SOURCE EXTRACT:
^^^^^^^^^^^^^^^^

Become a Millionaire with SIP of Rs.25,000, Know How?
Investing your money wisely is the key to growing your wealth. Perhaps one of the simplest means of achieving long-term financial success is by a Systematic Investment Plan (SIP), where you invest Rs.25,000 every month and let your money work for you over the long term. You might turn into a millionaire. This article describes how a disciplined approach to investing in a balanced portfolio can work for you in terms of gaining financial independence.
Where to Invest?
To create a diversified portfolio that balances stability and growth, it’s important to invest your Rs.25,000 SIP into three types of funds: Flexi-cap Funds, Mid-cap Funds, and Small-cap Funds. Here’s the percentage of money you would place in each:
- Flexi-cap Fund: 70% of your money.
- Mid-cap Fund: 20% of your money.
- Small-cap Fund: 10% of your money.
This allocation strategy is developed with a proper balance of risk and reward while maximising long-term returns.
Why a Flexi-Cap Fund?
Flexi-cap funds are known for their diversification and flexibility. They tend to invest in both large, mid, as well as small-cap stocks; this allows them to change direction according to changing market conditions. Large-cap stocks make up 55-80% of their portfolio, which is usually stable and less volatile, so flexi-cap funds are perfect for steady growth with low risk.
Flexi-cap funds, in the past, have proven pretty good. Over the 10 years up to December 12, 2024, flexi-cap funds grew by about 18% each year on average. In comparison, large-cap funds grew by around 13% per year during the same time.
Why Invest in Mid-Cap?
Mid-cap funds generally invest in companies that grow quickly. They can rise faster compared to large capital companies. Mid-cap investments are excellent for investors targeting higher returns, but sometimes, they are more volatile, showing bigger ups and downs.
Mid-cap funds have registered an average annual growth of 19% over the last 10 years till December 12, 2024. Though volatile in the short term, they can offer great long-term growth. It would be a good idea to invest only 20% of your money in mid-cap funds to handle the ups and downs but still benefit from their growth.
Why Invest in Small-Cap Funds?
Small-cap funds are the riskiest and potentially the most rewarding portion of your portfolio. They invest in small companies with tremendous growth potential but with huge potential price swings. Generally, small-cap funds are prone to delivering large returns over long periods of time but promise to deliver great short-term volatility.

^^^^^^^^^^^^^^^^

SOURCE INFORMATION:
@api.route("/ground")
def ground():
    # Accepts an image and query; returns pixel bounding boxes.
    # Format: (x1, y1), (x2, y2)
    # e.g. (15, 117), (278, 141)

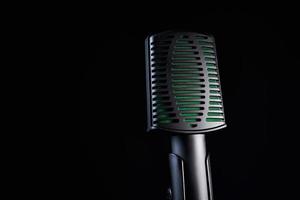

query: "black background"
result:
(79, 5), (300, 200)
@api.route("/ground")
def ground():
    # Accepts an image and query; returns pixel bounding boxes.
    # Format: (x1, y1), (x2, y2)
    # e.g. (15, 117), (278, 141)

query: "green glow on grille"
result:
(171, 72), (199, 76)
(209, 85), (220, 88)
(206, 63), (216, 67)
(172, 57), (197, 60)
(206, 118), (224, 122)
(179, 113), (200, 117)
(208, 73), (218, 77)
(183, 118), (199, 122)
(173, 90), (205, 94)
(207, 68), (217, 72)
(175, 95), (205, 99)
(209, 90), (220, 94)
(198, 40), (213, 46)
(204, 57), (216, 62)
(176, 40), (191, 44)
(178, 107), (200, 111)
(171, 68), (200, 74)
(176, 101), (201, 105)
(157, 108), (168, 113)
(209, 95), (221, 99)
(207, 112), (223, 116)
(158, 119), (172, 124)
(203, 51), (215, 56)
(195, 35), (207, 40)
(201, 47), (214, 51)
(209, 101), (222, 105)
(173, 51), (195, 55)
(172, 62), (197, 66)
(173, 84), (205, 88)
(172, 79), (201, 83)
(208, 107), (222, 110)
(174, 45), (193, 50)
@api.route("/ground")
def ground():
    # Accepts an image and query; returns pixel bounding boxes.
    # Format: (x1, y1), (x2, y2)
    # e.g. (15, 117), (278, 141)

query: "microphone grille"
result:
(146, 31), (226, 133)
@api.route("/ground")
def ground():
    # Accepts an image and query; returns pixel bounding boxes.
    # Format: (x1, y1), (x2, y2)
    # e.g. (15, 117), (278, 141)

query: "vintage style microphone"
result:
(145, 31), (226, 200)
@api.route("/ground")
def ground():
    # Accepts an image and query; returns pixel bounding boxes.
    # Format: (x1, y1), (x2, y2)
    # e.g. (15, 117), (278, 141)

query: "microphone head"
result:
(145, 31), (226, 134)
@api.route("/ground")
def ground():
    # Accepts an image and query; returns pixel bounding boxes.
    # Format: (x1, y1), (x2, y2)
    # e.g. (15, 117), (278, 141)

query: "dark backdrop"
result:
(78, 5), (299, 200)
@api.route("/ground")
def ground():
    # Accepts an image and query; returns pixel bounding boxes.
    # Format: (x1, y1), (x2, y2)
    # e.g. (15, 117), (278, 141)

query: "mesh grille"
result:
(148, 32), (225, 132)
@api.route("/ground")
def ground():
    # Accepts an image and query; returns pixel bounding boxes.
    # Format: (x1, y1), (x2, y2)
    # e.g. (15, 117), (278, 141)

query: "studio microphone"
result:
(145, 31), (226, 200)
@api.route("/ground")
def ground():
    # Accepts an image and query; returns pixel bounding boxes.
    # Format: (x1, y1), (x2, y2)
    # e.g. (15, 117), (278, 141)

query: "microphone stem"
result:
(169, 134), (213, 200)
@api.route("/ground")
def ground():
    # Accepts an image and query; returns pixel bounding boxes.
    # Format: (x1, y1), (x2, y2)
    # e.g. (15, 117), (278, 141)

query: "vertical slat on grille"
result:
(171, 35), (205, 127)
(149, 32), (225, 132)
(151, 34), (178, 124)
(195, 36), (224, 122)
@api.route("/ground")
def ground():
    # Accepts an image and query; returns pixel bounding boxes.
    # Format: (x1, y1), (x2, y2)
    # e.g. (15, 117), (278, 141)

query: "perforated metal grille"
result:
(147, 32), (225, 133)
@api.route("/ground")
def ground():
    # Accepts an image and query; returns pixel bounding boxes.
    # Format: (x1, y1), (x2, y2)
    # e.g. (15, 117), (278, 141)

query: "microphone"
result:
(145, 31), (226, 200)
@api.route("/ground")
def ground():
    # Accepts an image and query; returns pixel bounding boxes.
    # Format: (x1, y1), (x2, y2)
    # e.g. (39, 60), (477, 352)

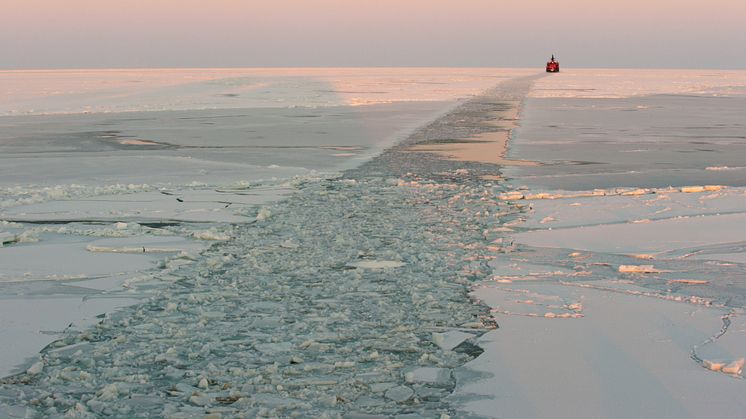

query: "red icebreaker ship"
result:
(547, 54), (559, 73)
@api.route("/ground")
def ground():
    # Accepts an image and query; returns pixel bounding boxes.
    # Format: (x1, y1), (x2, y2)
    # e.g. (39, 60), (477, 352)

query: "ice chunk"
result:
(720, 358), (746, 375)
(433, 330), (474, 351)
(404, 367), (451, 385)
(385, 386), (414, 403)
(619, 265), (662, 274)
(347, 260), (406, 269)
(26, 361), (44, 375)
(702, 359), (725, 371)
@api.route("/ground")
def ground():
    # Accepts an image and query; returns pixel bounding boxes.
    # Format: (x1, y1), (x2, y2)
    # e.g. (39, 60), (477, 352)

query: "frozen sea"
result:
(0, 69), (746, 418)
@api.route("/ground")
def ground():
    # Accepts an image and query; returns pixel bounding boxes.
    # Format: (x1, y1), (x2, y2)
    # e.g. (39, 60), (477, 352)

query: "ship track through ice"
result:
(0, 78), (533, 418)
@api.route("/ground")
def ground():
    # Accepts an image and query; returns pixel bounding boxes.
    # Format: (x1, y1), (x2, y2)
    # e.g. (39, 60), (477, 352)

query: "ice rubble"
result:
(0, 170), (516, 417)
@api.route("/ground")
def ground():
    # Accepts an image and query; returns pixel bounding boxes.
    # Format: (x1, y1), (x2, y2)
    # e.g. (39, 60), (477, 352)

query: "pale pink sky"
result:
(0, 0), (746, 68)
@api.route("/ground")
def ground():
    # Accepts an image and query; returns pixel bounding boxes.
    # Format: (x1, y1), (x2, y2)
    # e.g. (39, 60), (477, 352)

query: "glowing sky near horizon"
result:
(0, 0), (746, 68)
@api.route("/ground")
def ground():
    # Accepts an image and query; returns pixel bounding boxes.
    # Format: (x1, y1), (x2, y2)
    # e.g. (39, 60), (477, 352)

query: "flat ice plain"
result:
(454, 69), (746, 418)
(0, 69), (746, 418)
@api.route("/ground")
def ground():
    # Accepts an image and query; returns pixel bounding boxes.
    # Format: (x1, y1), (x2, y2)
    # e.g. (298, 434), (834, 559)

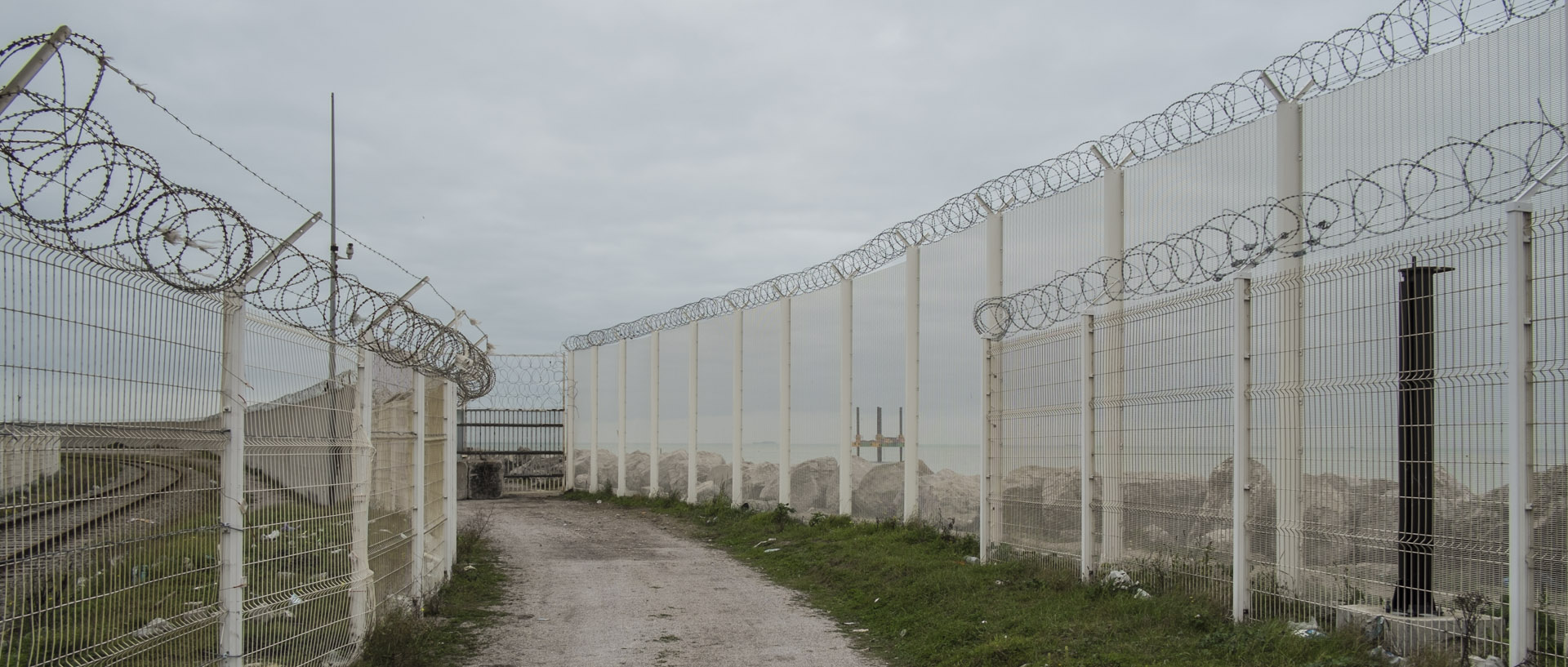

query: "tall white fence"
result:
(566, 2), (1568, 664)
(0, 29), (494, 667)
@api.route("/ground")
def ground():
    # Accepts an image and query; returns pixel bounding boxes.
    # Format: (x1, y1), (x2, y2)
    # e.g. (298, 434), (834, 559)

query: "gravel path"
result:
(458, 498), (883, 667)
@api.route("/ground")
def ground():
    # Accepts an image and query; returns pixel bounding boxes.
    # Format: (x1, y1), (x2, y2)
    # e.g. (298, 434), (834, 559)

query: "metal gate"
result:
(458, 409), (566, 491)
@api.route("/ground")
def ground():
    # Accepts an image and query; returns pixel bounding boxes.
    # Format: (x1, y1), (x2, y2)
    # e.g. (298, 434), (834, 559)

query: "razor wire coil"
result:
(563, 0), (1557, 351)
(0, 34), (496, 398)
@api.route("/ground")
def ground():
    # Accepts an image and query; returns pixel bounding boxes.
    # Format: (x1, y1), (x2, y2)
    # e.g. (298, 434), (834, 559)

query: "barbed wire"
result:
(99, 43), (488, 352)
(0, 34), (496, 398)
(973, 121), (1568, 340)
(464, 354), (566, 410)
(563, 0), (1557, 351)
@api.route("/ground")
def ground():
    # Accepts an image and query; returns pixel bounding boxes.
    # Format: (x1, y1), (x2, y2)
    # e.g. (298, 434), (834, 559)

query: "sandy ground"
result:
(458, 496), (883, 667)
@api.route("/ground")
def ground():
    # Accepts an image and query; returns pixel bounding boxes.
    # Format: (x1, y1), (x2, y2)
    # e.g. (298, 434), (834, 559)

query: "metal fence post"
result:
(903, 238), (920, 522)
(348, 348), (376, 645)
(980, 208), (1004, 563)
(1085, 149), (1130, 563)
(1231, 273), (1253, 621)
(1079, 313), (1104, 581)
(218, 293), (246, 667)
(561, 351), (577, 491)
(779, 296), (794, 505)
(615, 338), (632, 496)
(648, 329), (658, 498)
(589, 345), (599, 493)
(441, 372), (457, 578)
(1505, 202), (1537, 665)
(1265, 77), (1306, 592)
(687, 322), (701, 503)
(409, 370), (428, 606)
(729, 309), (746, 507)
(839, 274), (854, 517)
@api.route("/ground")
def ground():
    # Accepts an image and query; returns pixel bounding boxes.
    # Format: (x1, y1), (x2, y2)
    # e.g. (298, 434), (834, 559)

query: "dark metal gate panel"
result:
(458, 409), (566, 491)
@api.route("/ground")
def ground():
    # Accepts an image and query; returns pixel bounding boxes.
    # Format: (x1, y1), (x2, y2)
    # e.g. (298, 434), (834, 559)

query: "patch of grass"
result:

^^^^^^^^^^^^^^^^

QUESTIONS ON THE MATERIAL:
• A. Write out the passage of the SIP investment article from "To create a" up to and including "10% of your money.".
• B. Carry the SIP investment article forward from its last sentence.

ACTIVITY ANSWERS:
• A.
To create a diversified portfolio that balances stability and growth, it’s important to invest your Rs.25,000 SIP into three types of funds: Flexi-cap Funds, Mid-cap Funds, and Small-cap Funds. Here’s the percentage of money you would place in each:
- Flexi-cap Fund: 70% of your money.
- Mid-cap Fund: 20% of your money.
- Small-cap Fund: 10% of your money.

• B.
Diversifying into the right amount of a small-cap fund along with the other stable variants, like flexi-cap and mid-cap funds, presents an attractive combination to earn rewards. A 10% allocation helps in managing risks with more significant possibilities for long-run reward potential.
The 70-20-10 strategy is a good balance of risk and reward for most people. It helps your investments do well in both good and bad markets. The flexi-cap funds give stability, the mid-cap funds help your money grow, and the small-cap funds offer big risks but also the chance for bigger rewards.
This balanced approach helps your investments stay strong during market ups and downs while setting them up for significant growth over time.
How Much Money Will Your Portfolio Make?
To help you understand how your investment might grow, here’s some past data on flexi-cap, mid-cap, and small-cap funds. Stick to a SIP of Rs.25,000 every month, and here’s how your corpus could grow:
- 5-year period: Rs.27 lakh.
- 10-year period: Rs.73 lakh.
- 15-year period: Rs.1.69 crore.
These numbers show how your money can grow over time through compounding. By investing regularly and for a long time, you can grow your money and build wealth.
Lower Risk with Time
The 70-20-10 investment plan has one of the main benefits: the longer you stay invested, the lower the chances of losing money. Here’s how the chances of making a profit improve over time:
- After 3 years: You will likely see positive returns in 92% of cases.
- After 5 years: The probability of profit-making is 99%.
- After 7 years: You are most likely to have profit (100% chance).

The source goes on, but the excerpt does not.